◆ **Extrait à lire**

◇ ◇ ◇ ◇ ◇

Doudoune sur le dos et l'air paniqué, Véronique (le prénom a été modifié) n'entre dans le bureau de la juge Anne Barriera qu'après s'être assurée qu'elle pourra s'exprimer hors présence de "Monsieur". Les mains jointes, prostrée sur une chaise, elle raconte son "cauchemar": des insultes, intimidations et menaces de mort régulières.

"C'est tous les jours, tous les jours", lâche d'une voix faible Véronique, venue à l'audience avec un épais dossier: au moins trois mains courantes déposées dans les seize derniers mois et deux récentes plaintes, ainsi que deux certificats médicaux attestant de violences psychologiques.

Quand il a reçu la citation à comparaître, deux semaines plus tôt, "Monsieur est devenu très gentil" et Véronique a voulu se désister de sa demande, raconte son avocate. Mais les brimades ont repris et il refuse toujours de quitter le domicile conjugal.

Entendu à son tour, l'époux de Véronique nie les violences répétées, admet avoir "une seule fois" mimé un geste d'égorgement lors "d'un moment de colère". "Elle est bipolaire, je n'arrive pas à suivre", avance-t-il. "Si vous décidez que je dois partir, je pars Madame", assure-t-il penaud, sans beaucoup convaincre la magistrate.

Les juges aux affaires familiales (JAF) délivrent les ordonnances de protection s'ils considèrent les violences comme vraisemblables et le danger actuel, permettant la mise à l'abri des victimes pendant six mois. Entré en vigueur il y a neuf ans, ce dispositif civil reste largement méconnu et très peu utilisé: quelque 3.000 demandes en France contre près de 40.000 en Espagne, pays reconnu pour l'efficacité de sa lutte contre les violences faites aux femmes.

Les demandes sont actuellement traitées en 42 jours en moyenne, un délai qu'une proposition de loi LR, adoptée le 15 octobre par l'Assemblée nationale et soutenue par le gouvernement, veut faire passer à six jours maximum.

- "Barrière de papier" -

Au tribunal de Créteil, les neuf JAF -qui examinent jusqu'à 5.000 dossiers par an, dont un peu moins de 200 ordonnances de protection- essayent de "convoquer à trois semaines" pour laisser le temps au contradictoire, et rendent leur jugement "dans les huit jours maximum", explique Anne Barriera.

Il n'y a pas d'audience dédiée, mais "des créneaux ouverts" pour ces urgences, indique-t-elle.

◇ ◇ ◇ ◇ ◇

◆ **Série d'exercices**
1. Traduisez en anglais la phrase suivante de l'extrait sur les ordonnances de protection : « Mais les brimades ont repris et il refuse toujours de quitter le domicile conjugal. »
2. Recopiez à l'identique le passage de l'extrait sur les ordonnances de protection qui va de « Doudoune sur le » à « de mort régulières. ».

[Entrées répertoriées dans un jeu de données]

◇ ◇ ◇ ◇ ◇

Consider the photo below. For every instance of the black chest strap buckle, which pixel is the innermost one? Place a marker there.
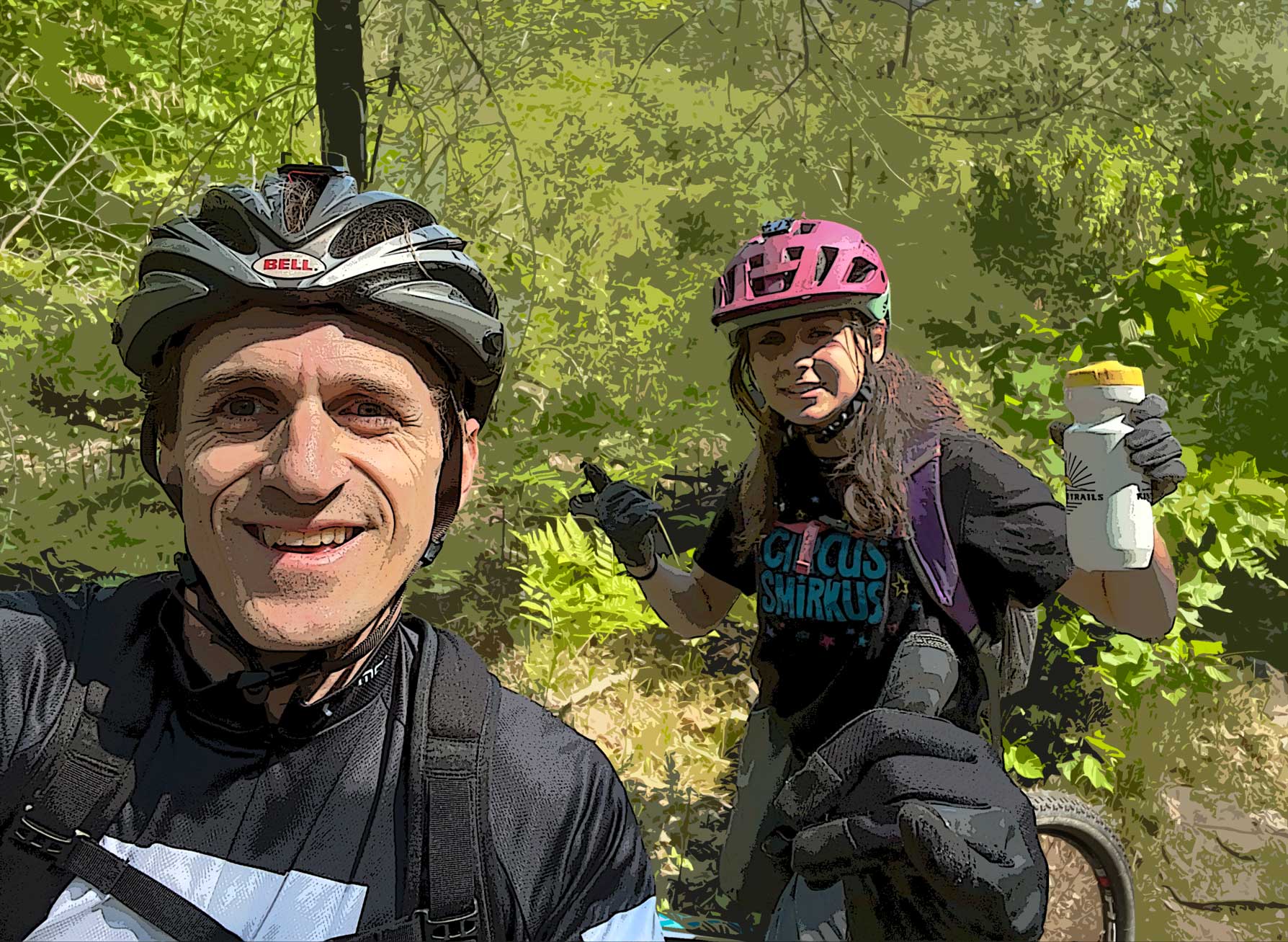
(462, 928)
(42, 840)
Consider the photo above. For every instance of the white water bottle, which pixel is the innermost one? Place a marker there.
(1109, 518)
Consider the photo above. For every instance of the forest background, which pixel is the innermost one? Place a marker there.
(1049, 183)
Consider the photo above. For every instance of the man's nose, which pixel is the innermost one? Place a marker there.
(310, 464)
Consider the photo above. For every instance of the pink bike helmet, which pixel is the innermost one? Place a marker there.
(800, 267)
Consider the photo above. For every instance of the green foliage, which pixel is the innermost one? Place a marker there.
(573, 593)
(1049, 185)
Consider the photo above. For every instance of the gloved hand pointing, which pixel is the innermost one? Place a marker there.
(622, 510)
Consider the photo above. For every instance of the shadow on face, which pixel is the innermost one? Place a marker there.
(810, 368)
(310, 453)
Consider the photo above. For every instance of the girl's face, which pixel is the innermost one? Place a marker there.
(810, 368)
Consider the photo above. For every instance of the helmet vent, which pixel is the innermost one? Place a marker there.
(859, 271)
(300, 194)
(222, 222)
(377, 224)
(826, 258)
(773, 284)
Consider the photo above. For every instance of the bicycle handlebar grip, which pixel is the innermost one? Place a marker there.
(923, 674)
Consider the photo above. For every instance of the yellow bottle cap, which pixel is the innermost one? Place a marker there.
(1106, 373)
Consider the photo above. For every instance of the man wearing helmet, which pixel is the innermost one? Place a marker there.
(869, 796)
(266, 745)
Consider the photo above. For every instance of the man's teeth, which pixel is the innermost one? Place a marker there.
(276, 536)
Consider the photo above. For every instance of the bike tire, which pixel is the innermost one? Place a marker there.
(1080, 824)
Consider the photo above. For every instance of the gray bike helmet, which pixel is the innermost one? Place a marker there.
(308, 237)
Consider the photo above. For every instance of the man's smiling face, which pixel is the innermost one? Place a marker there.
(310, 453)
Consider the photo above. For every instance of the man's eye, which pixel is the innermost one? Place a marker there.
(241, 407)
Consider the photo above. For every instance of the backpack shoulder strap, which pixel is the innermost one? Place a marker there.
(935, 561)
(461, 718)
(66, 796)
(933, 554)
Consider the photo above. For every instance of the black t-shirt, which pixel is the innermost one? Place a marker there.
(294, 830)
(832, 605)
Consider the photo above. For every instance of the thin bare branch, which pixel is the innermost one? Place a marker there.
(40, 199)
(661, 43)
(518, 163)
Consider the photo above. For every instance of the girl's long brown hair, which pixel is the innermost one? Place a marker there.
(869, 476)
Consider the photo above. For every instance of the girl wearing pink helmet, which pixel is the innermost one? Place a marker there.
(861, 819)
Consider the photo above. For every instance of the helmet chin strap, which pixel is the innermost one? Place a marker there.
(256, 680)
(844, 418)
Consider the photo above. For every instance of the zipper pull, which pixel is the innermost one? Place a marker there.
(804, 559)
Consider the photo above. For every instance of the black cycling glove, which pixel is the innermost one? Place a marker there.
(918, 817)
(1150, 446)
(622, 510)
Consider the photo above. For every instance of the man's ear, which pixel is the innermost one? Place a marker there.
(168, 464)
(876, 340)
(469, 456)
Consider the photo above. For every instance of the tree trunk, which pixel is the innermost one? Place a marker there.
(339, 80)
(907, 36)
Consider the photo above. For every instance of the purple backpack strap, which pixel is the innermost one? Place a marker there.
(931, 546)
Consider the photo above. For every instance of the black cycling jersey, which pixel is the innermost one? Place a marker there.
(292, 830)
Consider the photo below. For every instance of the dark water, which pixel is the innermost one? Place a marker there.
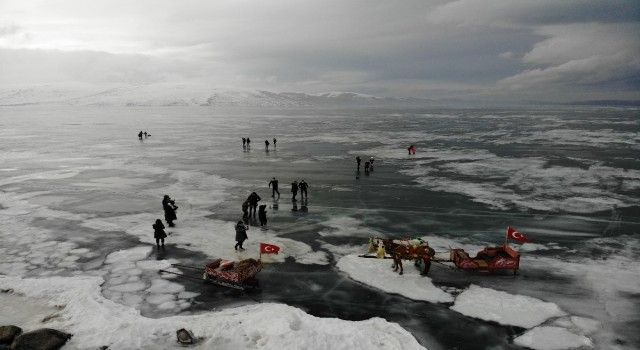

◇ ◇ ◇ ◇ ◇

◆ **Corrigé de l'exercice**
1. But the bullying resumed and he still refuses to leave the marital home.

2.
Doudoune sur le dos et l'air paniqué, Véronique (le prénom a été modifié) n'entre dans le bureau de la juge Anne Barriera qu'après s'être assurée qu'elle pourra s'exprimer hors présence de "Monsieur". Les mains jointes, prostrée sur une chaise, elle raconte son "cauchemar": des insultes, intimidations et menaces de mort régulières.